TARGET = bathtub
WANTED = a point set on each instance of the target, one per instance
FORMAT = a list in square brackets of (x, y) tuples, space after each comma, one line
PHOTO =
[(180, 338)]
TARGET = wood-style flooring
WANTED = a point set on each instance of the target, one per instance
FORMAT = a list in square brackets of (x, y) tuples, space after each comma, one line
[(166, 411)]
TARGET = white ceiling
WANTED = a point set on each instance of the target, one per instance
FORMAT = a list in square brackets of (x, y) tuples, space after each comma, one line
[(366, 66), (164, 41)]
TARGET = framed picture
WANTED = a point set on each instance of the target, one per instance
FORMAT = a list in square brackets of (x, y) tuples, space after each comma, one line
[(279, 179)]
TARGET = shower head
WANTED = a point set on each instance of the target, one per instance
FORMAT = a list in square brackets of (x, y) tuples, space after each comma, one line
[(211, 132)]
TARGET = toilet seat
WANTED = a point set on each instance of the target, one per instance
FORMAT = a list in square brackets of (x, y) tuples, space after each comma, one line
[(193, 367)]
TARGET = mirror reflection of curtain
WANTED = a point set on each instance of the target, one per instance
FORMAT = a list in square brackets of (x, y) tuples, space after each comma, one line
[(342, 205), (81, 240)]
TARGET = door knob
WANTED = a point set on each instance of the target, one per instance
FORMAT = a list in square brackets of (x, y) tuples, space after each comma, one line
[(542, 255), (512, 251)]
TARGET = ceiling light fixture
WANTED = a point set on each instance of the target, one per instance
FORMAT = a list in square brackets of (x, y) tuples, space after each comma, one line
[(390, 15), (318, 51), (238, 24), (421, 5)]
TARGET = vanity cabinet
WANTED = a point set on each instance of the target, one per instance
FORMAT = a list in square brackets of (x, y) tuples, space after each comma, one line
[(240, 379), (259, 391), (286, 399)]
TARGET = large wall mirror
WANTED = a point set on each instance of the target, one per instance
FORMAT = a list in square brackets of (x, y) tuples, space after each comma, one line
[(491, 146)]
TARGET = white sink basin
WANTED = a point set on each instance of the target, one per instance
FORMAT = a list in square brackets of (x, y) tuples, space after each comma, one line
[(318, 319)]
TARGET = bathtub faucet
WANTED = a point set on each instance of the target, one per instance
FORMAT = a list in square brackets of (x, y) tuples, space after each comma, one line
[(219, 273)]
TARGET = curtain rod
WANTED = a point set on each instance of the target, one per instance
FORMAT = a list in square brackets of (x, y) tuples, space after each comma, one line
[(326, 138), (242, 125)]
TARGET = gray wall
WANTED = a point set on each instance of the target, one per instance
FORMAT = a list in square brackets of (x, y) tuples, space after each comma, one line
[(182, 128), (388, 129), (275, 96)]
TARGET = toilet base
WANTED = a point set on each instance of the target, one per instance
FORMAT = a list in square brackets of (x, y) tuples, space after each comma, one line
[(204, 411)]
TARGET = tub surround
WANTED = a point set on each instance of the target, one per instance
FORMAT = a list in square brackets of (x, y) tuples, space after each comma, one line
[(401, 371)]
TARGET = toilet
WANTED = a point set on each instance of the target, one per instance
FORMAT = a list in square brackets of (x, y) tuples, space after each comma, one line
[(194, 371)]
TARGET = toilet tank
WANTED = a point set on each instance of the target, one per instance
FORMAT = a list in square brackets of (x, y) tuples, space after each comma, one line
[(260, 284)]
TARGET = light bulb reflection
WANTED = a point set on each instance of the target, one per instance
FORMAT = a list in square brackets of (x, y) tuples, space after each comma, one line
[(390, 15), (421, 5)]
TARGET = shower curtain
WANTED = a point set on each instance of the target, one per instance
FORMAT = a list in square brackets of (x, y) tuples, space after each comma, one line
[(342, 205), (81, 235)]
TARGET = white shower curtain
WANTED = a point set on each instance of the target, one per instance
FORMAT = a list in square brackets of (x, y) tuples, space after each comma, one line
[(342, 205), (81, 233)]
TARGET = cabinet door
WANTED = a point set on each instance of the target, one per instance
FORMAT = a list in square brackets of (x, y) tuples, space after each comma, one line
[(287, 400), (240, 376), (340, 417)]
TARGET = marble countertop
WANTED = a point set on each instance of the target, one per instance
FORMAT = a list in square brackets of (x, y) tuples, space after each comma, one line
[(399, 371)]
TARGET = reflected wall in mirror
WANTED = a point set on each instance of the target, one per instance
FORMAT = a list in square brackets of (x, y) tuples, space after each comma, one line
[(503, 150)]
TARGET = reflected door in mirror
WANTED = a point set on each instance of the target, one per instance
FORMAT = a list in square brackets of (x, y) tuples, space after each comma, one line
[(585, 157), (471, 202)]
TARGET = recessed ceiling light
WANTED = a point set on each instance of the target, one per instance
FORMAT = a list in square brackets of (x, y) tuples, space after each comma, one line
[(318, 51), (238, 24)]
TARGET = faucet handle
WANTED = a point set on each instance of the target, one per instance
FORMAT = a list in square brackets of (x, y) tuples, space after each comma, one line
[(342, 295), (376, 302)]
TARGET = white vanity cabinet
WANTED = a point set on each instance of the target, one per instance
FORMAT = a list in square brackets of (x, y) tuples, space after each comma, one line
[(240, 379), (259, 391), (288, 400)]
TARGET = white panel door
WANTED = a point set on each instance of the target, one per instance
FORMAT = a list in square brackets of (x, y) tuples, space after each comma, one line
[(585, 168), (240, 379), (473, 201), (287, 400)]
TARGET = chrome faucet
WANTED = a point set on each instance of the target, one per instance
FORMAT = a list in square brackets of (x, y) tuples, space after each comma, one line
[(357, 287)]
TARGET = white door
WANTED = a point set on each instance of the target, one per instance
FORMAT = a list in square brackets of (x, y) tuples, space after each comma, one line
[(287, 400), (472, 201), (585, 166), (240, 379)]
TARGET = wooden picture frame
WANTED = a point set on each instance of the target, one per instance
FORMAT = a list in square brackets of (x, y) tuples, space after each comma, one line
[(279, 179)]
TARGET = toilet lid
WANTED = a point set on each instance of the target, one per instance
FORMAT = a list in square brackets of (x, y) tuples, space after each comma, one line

Written problem: Reproduce every row above character for character, leaving nothing out and changing nothing.

Output:
TARGET = bathtub
WANTED = a point set on each instance of the target, one per instance
FORMAT = a list in square brackets of (x, y) tuples, space after each comma, one line
PHOTO =
[(180, 338)]
TARGET = wood-style flooring
WANTED = a point set on each instance of the target, one per instance
FORMAT = a list in square brackets of (x, y) tuples, space after each comma, one line
[(166, 411)]
TARGET = white ceiling
WANTED = a point set on each instance of the target, one per instance
FORMAT = a list in square brackets of (x, y) tuples, space after each comma, one line
[(366, 66), (164, 41)]
TARGET = framed picture
WANTED = a point set on each instance of the target, one per instance
FORMAT = a list in square brackets of (x, y) tuples, space after each comma, one line
[(279, 179)]
TARGET = shower head
WANTED = a point set on each instance of the target, one per instance
FORMAT = a list in square brackets of (x, y) tuples, space after each comma, one line
[(211, 132)]
TARGET = toilet seat
WANTED = a point set on each instance of the target, one per instance
FORMAT = a list in square brackets of (x, y) tuples, space after each comma, one line
[(193, 367)]
TARGET = mirror reflection of curtain
WANTED = a point set on each instance of the target, one per instance
FORMAT = a list in square brackets of (x, y) tuples, space after each comma, one line
[(342, 205), (81, 240)]
TARGET = door knob
WANTED = a point set on each instance of the target, one per instance
FORMAT = a list in square brackets of (x, y) tuples, space after each comma, one line
[(542, 255), (512, 251)]
TARGET = ceiling light fixture
WANTED = a point set on each instance of the target, one per instance
FORMAT = a list in square brackets of (x, y) tuples, space after each comma, one line
[(390, 15), (318, 51), (238, 24), (421, 5)]
TARGET = vanity cabinet
WANTED = a point set on each instance of the target, one per instance
FORMAT = a list in square brackets of (x, y) tuples, space after each comma, one line
[(240, 379), (259, 391), (286, 399)]
TARGET = large wall mirror
WANTED = a point set on each instance of the target, one per instance
FORMAT = a list in square brackets of (x, y) tuples, space after each comma, one line
[(491, 146)]
TARGET = white sink basin
WANTED = a point set on each instance of the target, one per instance
FORMAT = a list in square brackets of (x, y) tuples, space after each comma, one line
[(318, 319)]
TARGET = bathtub faucet
WANTED = a point set on each instance of the target, one per instance
FORMAT = a list in square brackets of (x, y) tuples, space after each comma, one line
[(219, 273)]
TARGET = curtain rod
WANTED = a point set on each instance of the target, one per instance
FORMAT = a list in square brackets of (x, y) tuples, space after each comma, one line
[(326, 138), (242, 125)]
TARGET = gray wall
WANTED = a point set on each instance of the target, one per instance
FORMAT = a list in square brackets of (x, y) tuples, space after each comma, one line
[(182, 128), (388, 129), (275, 96)]
TARGET = toilet base
WANTED = a point set on each instance of the target, one per instance
FORMAT = a list in square brackets of (x, y) tuples, space after each comma, one line
[(204, 411)]
TARGET = tub surround
WANTED = a point set on each instance of the target, one per instance
FORMAT = a list in square brackets of (x, y) tuples, space after each comma, one line
[(401, 371)]
TARGET = toilet
WANTED = a point set on each instance of the target, one per instance
FORMAT = a list in square brackets of (x, y) tuples, space after each comma, one line
[(194, 371)]
TARGET = toilet tank
WANTED = a point set on each instance of the target, one per instance
FORMAT = a list in square brackets of (x, y) tuples, space after each comma, one line
[(260, 284)]
TARGET = light bulb reflection
WANTED = a point set on each instance of the target, one per instance
FORMAT = a list in square brackets of (x, y) tuples, space after each comma, one line
[(390, 15), (421, 5)]
TARGET = shower curtain
WANTED = a point set on each instance of the target, one per instance
FORMAT = a list in square brackets of (x, y) tuples, space after each comma, one line
[(342, 205), (81, 235)]
TARGET = white shower curtain
WANTED = a point set on each instance of the target, one per instance
FORMAT = a list in square brackets of (x, y) tuples, space after each comma, one line
[(342, 205), (81, 233)]
TARGET = cabinet door
WANTED = a point set on each instance of the target, one per instance
FORMAT = a list in square brackets of (x, y) tuples, space after each comma, one line
[(287, 400), (240, 376), (340, 417)]
TARGET = marble countertop
WANTED = a point set on each instance of the target, one per instance
FORMAT = a list in square brackets of (x, y) tuples, space after each comma, one line
[(399, 371)]
TARGET = reflected wall in mirror
WANTED = a point set on each instance of the target, one per instance
FORMAT = a list in square brackets of (x, y) tuples, space after each comma, one line
[(503, 150)]
TARGET = reflected door in mirror
WANTED = a point set on each instance of the target, one per instance
FORMAT = a list in square brackets of (x, y) tuples, space after each comma, one line
[(585, 157), (471, 202)]
TARGET = recessed ceiling light
WANTED = a point set on each instance of the target, one per instance
FORMAT = a list in square brackets of (x, y) tuples, space after each comma, one line
[(318, 51), (238, 24)]
TARGET = faucet handle
WANTED = a point set on each instance of the target, one per instance
FORMAT = a list in square brackets of (x, y) tuples, space after each comma, one line
[(342, 295), (376, 302)]
TARGET = white vanity cabinet
WANTED = a point set on each instance of the target, one per instance
FORMAT = a list in square brackets of (x, y) tuples, space after each comma, one line
[(240, 379), (259, 391), (288, 400)]
TARGET = white panel door
WANTED = a point set on each instance of the target, one per instance
FORMAT = a list in square brackets of (x, y) tuples, space after each comma, one line
[(585, 168), (240, 379), (473, 201), (287, 400)]
TARGET = chrome faucet
WANTED = a point set on each instance of the target, one per instance
FORMAT = a list in square brackets of (x, y) tuples, space after each comma, one line
[(357, 287)]
TARGET = white door
WANTED = a point set on each instance of the target, one per instance
FORMAT = a list in square brackets of (x, y) tuples, space after each comma, one line
[(287, 400), (472, 201), (585, 166), (240, 379)]
TARGET = wooden picture frame
WANTED = a point set on each instance of the target, one per instance
FORMAT = a list in square brackets of (x, y) tuples, space after each comma, one line
[(279, 179)]
TARGET = toilet lid
WANTED = a point set on each instance of the target, one per instance
FORMAT = a list in square brackets of (x, y) tuples, space after each comma, one line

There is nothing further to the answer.